# Experiment Results

This notebooks shows the results from the experiments. The results are read from the log files. Their path has to be defined in the following cell.

In [2]:
import pandas as pd
import plotly.express as px

ERRORDETECTION_CUSTOM_DATASET = pd.read_csv(
    "keep_logs/ed_customDataset/experiment-results.csv", index_col=False
)
ERRORDETECTION_PROMPTS = pd.read_csv(
    "keep_logs/ed_prompts/experiment-results.csv", index_col=False
)
MODEL_COMPARISON = pd.read_csv(
  "keep_logs/test_ed_Meta_vs_Bloke_good_prompt/experiment-results.csv", index_col=False
)

## Model Comparison

This experiment compares the perfomance of the model from theBloke and meta.

In [12]:
MODEL_COMPARISON["Runtime HH:MM:SS"] = MODEL_COMPARISON["Runtime"].apply(
    lambda x: f"1970-01-01 {x}"
)
MODEL_COMPARISON["Full Name"] = (
    MODEL_COMPARISON["Name"]
    + " - "
    + MODEL_COMPARISON["Namespace"].apply(lambda x: x.split(".")[2])
)
n_rows = MODEL_COMPARISON["Number of Rows"][0]

df_bloke = MODEL_COMPARISON[MODEL_COMPARISON["Namespace"].str.startswith("Bloke")]
df_meta = MODEL_COMPARISON[MODEL_COMPARISON["Namespace"].str.startswith("Meta")]

for name, df in {"Meta": df_meta, "TheBloke": df_bloke}.items():
  fig = px.box(
      df,
      y="Runtime HH:MM:SS",
      x="Full Name",
      title=f"Runtime with {n_rows} rows for {name}",
  )
  fig.update_yaxes(tickformat="%H:%M:%S", range=["1970-01-01 00:00:00", df["Runtime HH:MM:SS"].max()])
  fig.show()
  fig = px.box(
      df, y="F1", x="Full Name", title=f"F1 with {n_rows} rows for {name}"
  )
  fig.update_yaxes(range=[0, 0.5])
  fig.show()

## Different prompts

This experiment tests the performance of the model when detecting errors with different prompts.

In [None]:
ERRORDETECTION_PROMPTS["Runtime HH:MM:SS"] = ERRORDETECTION_PROMPTS["Runtime"].apply(
    lambda x: f"1970-01-01 {x}"
)
ERRORDETECTION_PROMPTS["Full Name"] = (
    ERRORDETECTION_PROMPTS["Name"]
    + " - "
    + ERRORDETECTION_PROMPTS["Namespace"].apply(lambda x: x.split(".")[1])
)
n_rows = ERRORDETECTION_PROMPTS["Number of Rows"][0]

prompts_df = ERRORDETECTION_PROMPTS[["Name", "Prompt"]].drop_duplicates()
for index in prompts_df.index:
    print("Name:  ", prompts_df["Name"][index])
    print("Prompt:", prompts_df["Prompt"][index])
    print("-------------")

fig = px.box(
    ERRORDETECTION_PROMPTS,
    y="Runtime HH:MM:SS",
    x="Full Name",
    title=f"Runtime with {n_rows} rows",
)
fig.update_yaxes(tickformat="%H:%M:%S")
fig.show()

[EXCERPTED RECORDS]
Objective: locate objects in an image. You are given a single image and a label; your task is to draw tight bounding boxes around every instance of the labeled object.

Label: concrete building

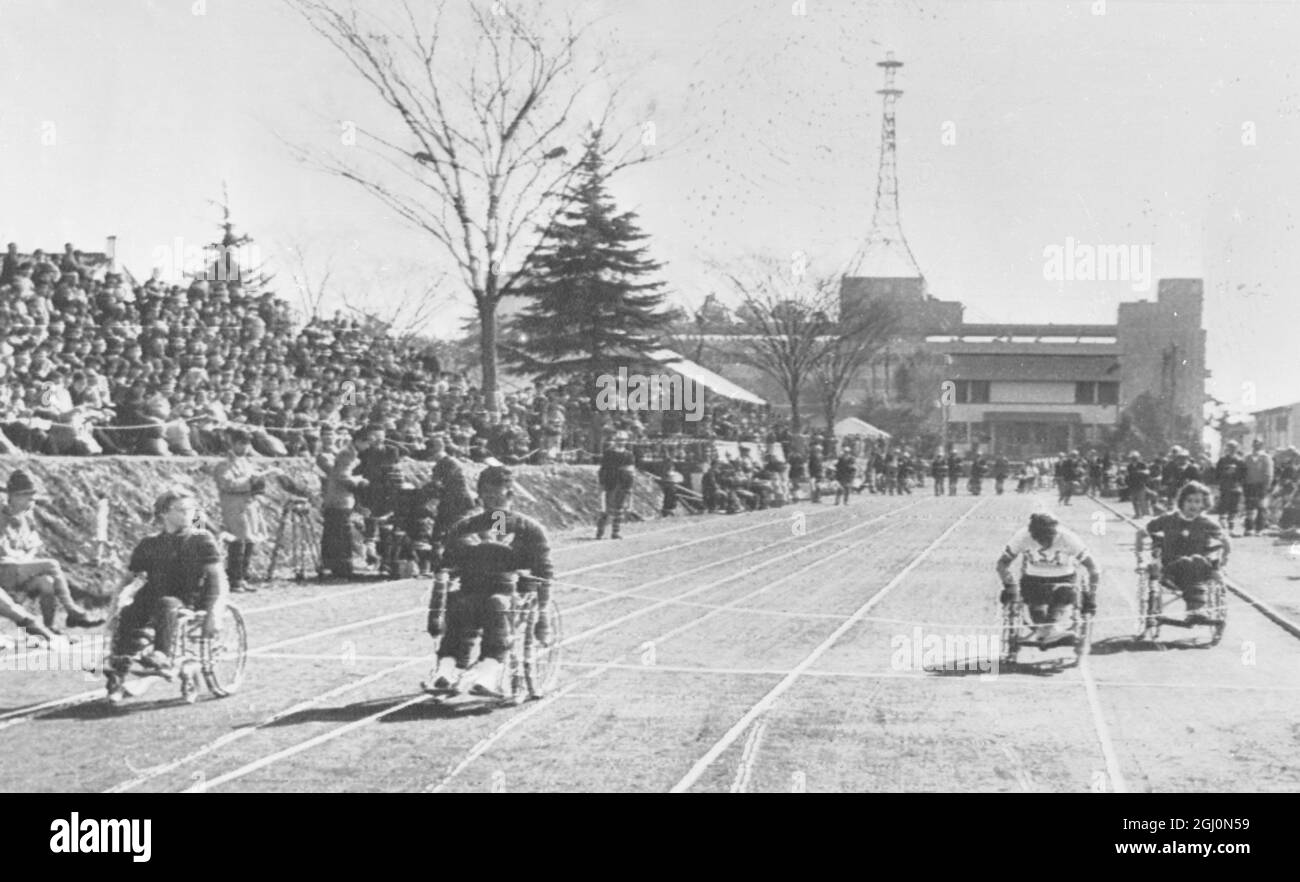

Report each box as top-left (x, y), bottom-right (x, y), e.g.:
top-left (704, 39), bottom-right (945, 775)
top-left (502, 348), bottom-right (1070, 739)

top-left (909, 278), bottom-right (1208, 458)
top-left (1252, 402), bottom-right (1300, 450)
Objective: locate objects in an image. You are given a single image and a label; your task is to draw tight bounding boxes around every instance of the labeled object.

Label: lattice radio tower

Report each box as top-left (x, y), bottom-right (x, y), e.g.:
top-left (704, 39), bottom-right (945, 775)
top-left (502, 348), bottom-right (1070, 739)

top-left (846, 52), bottom-right (924, 278)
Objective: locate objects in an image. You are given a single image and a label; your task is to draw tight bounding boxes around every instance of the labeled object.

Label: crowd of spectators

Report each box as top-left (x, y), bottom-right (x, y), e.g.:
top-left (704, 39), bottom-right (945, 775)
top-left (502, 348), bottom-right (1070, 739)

top-left (0, 243), bottom-right (806, 463)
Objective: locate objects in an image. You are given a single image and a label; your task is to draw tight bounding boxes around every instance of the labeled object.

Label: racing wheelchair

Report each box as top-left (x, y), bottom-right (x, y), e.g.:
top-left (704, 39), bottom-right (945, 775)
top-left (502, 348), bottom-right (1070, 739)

top-left (426, 570), bottom-right (564, 705)
top-left (1000, 571), bottom-right (1093, 666)
top-left (1136, 545), bottom-right (1227, 647)
top-left (104, 590), bottom-right (248, 704)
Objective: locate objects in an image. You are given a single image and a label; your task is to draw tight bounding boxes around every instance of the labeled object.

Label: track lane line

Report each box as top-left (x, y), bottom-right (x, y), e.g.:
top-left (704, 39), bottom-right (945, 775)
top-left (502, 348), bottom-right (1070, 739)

top-left (101, 504), bottom-right (873, 787)
top-left (670, 497), bottom-right (992, 794)
top-left (0, 511), bottom-right (800, 731)
top-left (192, 502), bottom-right (918, 792)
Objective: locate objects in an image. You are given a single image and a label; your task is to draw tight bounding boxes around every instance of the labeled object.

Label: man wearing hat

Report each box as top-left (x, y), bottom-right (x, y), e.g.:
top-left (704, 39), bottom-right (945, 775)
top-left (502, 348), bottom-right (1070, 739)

top-left (213, 428), bottom-right (277, 593)
top-left (1242, 438), bottom-right (1273, 536)
top-left (0, 468), bottom-right (104, 637)
top-left (1214, 441), bottom-right (1245, 536)
top-left (595, 431), bottom-right (637, 539)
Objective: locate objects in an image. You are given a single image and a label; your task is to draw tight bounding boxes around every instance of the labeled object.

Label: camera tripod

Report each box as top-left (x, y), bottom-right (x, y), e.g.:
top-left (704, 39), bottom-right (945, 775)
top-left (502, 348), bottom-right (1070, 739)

top-left (267, 498), bottom-right (321, 581)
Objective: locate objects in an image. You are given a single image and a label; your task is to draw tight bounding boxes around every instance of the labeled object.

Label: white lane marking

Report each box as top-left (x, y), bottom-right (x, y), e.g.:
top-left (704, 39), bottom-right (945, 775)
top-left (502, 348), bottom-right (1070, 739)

top-left (188, 695), bottom-right (429, 794)
top-left (205, 503), bottom-right (915, 792)
top-left (0, 516), bottom-right (785, 730)
top-left (195, 502), bottom-right (918, 792)
top-left (426, 501), bottom-right (919, 794)
top-left (109, 515), bottom-right (832, 792)
top-left (104, 654), bottom-right (429, 794)
top-left (732, 719), bottom-right (767, 794)
top-left (1079, 656), bottom-right (1128, 794)
top-left (670, 497), bottom-right (992, 794)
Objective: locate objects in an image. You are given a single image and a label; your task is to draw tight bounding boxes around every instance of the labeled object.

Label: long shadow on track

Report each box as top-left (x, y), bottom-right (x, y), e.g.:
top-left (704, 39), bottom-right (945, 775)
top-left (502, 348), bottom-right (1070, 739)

top-left (257, 692), bottom-right (501, 728)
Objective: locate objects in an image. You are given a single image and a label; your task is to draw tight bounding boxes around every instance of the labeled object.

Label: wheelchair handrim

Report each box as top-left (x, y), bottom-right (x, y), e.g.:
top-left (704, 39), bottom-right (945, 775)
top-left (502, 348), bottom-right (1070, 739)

top-left (199, 605), bottom-right (248, 697)
top-left (524, 600), bottom-right (564, 696)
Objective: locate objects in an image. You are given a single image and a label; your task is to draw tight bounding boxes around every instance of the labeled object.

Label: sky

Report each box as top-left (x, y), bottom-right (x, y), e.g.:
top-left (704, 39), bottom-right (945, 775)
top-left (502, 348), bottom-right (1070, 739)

top-left (0, 0), bottom-right (1300, 411)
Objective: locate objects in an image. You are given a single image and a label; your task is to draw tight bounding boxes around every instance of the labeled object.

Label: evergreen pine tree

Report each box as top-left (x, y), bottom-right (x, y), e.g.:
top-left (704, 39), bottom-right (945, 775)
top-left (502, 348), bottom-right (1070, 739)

top-left (503, 131), bottom-right (672, 399)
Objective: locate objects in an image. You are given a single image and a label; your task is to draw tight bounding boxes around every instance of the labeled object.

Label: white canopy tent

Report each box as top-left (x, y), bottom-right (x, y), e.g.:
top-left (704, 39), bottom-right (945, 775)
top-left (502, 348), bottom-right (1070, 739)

top-left (646, 349), bottom-right (767, 405)
top-left (835, 416), bottom-right (891, 438)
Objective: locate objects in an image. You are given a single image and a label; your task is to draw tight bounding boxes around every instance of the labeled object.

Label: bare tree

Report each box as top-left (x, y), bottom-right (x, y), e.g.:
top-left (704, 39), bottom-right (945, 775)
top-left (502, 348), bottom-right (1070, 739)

top-left (283, 239), bottom-right (334, 321)
top-left (813, 298), bottom-right (901, 428)
top-left (342, 276), bottom-right (451, 341)
top-left (286, 0), bottom-right (653, 407)
top-left (728, 260), bottom-right (840, 432)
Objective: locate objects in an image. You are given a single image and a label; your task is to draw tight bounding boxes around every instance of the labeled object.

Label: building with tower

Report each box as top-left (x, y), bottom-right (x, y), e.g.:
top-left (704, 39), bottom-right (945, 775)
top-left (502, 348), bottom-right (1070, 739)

top-left (691, 52), bottom-right (1208, 459)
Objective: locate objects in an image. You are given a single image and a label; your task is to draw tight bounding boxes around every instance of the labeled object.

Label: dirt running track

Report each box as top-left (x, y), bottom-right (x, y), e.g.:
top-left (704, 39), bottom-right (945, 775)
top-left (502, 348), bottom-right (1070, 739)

top-left (0, 490), bottom-right (1300, 792)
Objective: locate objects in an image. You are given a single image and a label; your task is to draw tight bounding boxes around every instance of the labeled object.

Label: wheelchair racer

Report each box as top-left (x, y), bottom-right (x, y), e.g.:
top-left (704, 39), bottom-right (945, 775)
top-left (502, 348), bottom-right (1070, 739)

top-left (997, 513), bottom-right (1101, 647)
top-left (105, 489), bottom-right (229, 702)
top-left (1135, 481), bottom-right (1231, 624)
top-left (424, 466), bottom-right (554, 697)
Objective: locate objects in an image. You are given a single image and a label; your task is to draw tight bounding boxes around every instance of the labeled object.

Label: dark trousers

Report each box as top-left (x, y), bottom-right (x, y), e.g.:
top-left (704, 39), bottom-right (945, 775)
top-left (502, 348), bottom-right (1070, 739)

top-left (438, 588), bottom-right (511, 667)
top-left (112, 596), bottom-right (185, 656)
top-left (1244, 484), bottom-right (1269, 533)
top-left (321, 509), bottom-right (360, 576)
top-left (1021, 575), bottom-right (1075, 624)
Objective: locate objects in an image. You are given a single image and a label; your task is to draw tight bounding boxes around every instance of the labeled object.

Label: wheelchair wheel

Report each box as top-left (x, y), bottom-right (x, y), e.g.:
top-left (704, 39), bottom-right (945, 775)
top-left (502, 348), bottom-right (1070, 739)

top-left (523, 600), bottom-right (564, 699)
top-left (1206, 578), bottom-right (1227, 647)
top-left (199, 604), bottom-right (248, 699)
top-left (1138, 570), bottom-right (1161, 640)
top-left (1074, 615), bottom-right (1092, 663)
top-left (1001, 602), bottom-right (1021, 665)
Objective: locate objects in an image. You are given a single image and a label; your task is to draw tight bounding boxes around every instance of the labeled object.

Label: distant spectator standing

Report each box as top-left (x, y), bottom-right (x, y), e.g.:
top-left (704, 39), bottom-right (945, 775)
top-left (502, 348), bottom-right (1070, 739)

top-left (1242, 438), bottom-right (1273, 536)
top-left (216, 429), bottom-right (277, 593)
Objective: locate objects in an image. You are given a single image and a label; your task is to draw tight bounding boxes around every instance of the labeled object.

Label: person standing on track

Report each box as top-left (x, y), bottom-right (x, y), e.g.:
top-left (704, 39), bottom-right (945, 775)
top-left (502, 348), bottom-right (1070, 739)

top-left (1057, 450), bottom-right (1082, 505)
top-left (809, 434), bottom-right (826, 502)
top-left (1125, 450), bottom-right (1153, 518)
top-left (424, 466), bottom-right (555, 697)
top-left (993, 455), bottom-right (1011, 496)
top-left (898, 450), bottom-right (917, 496)
top-left (835, 441), bottom-right (858, 505)
top-left (1214, 441), bottom-right (1245, 536)
top-left (948, 446), bottom-right (962, 496)
top-left (424, 436), bottom-right (475, 568)
top-left (930, 450), bottom-right (948, 496)
top-left (966, 450), bottom-right (988, 496)
top-left (997, 513), bottom-right (1101, 647)
top-left (595, 431), bottom-right (637, 539)
top-left (1242, 438), bottom-right (1273, 536)
top-left (213, 429), bottom-right (277, 595)
top-left (316, 429), bottom-right (369, 579)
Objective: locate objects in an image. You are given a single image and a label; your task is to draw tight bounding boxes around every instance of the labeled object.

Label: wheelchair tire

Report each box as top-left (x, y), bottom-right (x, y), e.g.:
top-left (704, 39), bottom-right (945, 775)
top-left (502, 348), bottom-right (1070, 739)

top-left (1209, 579), bottom-right (1227, 647)
top-left (1000, 602), bottom-right (1021, 665)
top-left (199, 604), bottom-right (248, 699)
top-left (1074, 615), bottom-right (1092, 663)
top-left (1138, 571), bottom-right (1161, 640)
top-left (523, 600), bottom-right (564, 699)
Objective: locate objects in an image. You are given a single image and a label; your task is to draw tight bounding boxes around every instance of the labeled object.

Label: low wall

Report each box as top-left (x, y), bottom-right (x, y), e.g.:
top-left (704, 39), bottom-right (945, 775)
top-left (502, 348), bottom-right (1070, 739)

top-left (0, 457), bottom-right (660, 608)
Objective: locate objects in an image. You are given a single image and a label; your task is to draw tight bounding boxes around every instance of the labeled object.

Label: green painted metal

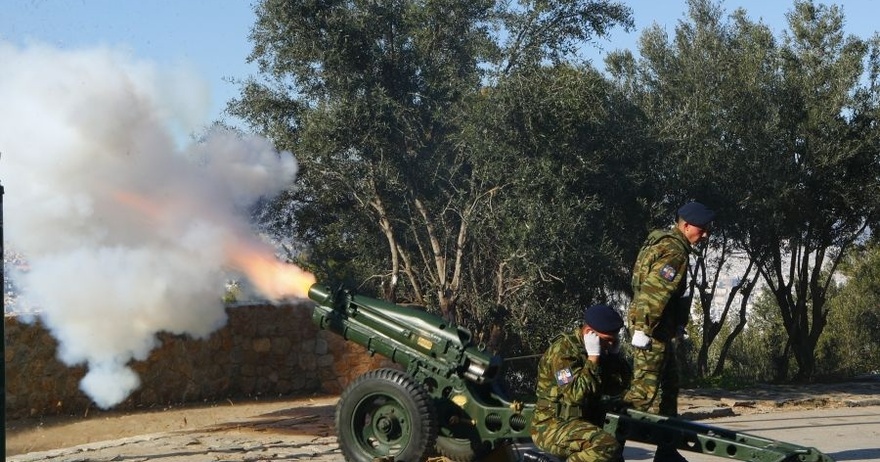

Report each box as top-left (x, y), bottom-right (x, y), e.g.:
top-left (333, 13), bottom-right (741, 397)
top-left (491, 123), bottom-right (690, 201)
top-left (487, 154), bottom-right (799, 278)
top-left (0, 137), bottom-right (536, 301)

top-left (604, 409), bottom-right (834, 462)
top-left (309, 284), bottom-right (833, 462)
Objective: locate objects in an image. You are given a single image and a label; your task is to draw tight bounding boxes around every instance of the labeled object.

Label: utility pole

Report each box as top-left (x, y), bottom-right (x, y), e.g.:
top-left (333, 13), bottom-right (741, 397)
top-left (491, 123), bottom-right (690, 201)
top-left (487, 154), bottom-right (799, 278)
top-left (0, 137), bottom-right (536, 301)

top-left (0, 179), bottom-right (6, 457)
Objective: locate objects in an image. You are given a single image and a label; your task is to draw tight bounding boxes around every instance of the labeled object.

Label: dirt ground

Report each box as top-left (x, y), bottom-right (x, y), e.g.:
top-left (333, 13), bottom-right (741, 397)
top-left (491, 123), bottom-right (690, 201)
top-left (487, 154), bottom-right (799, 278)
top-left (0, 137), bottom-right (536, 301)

top-left (6, 396), bottom-right (338, 456)
top-left (6, 376), bottom-right (880, 457)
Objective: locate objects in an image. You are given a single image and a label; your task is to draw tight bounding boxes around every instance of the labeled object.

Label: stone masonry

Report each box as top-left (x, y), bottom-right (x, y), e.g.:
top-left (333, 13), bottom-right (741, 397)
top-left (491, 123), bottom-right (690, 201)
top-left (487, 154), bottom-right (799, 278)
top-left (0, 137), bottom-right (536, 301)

top-left (4, 300), bottom-right (392, 419)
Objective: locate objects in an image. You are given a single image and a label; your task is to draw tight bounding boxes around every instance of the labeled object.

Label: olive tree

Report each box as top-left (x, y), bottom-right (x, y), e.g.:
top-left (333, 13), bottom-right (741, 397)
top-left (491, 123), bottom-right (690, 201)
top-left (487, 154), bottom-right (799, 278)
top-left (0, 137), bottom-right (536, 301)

top-left (612, 0), bottom-right (880, 377)
top-left (230, 0), bottom-right (632, 346)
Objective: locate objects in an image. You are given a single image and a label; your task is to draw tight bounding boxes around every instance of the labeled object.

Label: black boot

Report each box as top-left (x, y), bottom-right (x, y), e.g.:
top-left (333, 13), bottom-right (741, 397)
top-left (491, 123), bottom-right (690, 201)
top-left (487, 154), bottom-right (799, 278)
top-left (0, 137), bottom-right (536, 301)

top-left (654, 446), bottom-right (687, 462)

[SHORT TASK] Retype the stretch of the experiment results notebook above from "# Experiment Results" through "the following cell.", with no changes.

[SOLUTION BELOW]
# Experiment Results

This notebooks shows the results from the experiments. The results are read from the log files. Their path has to be defined in the following cell.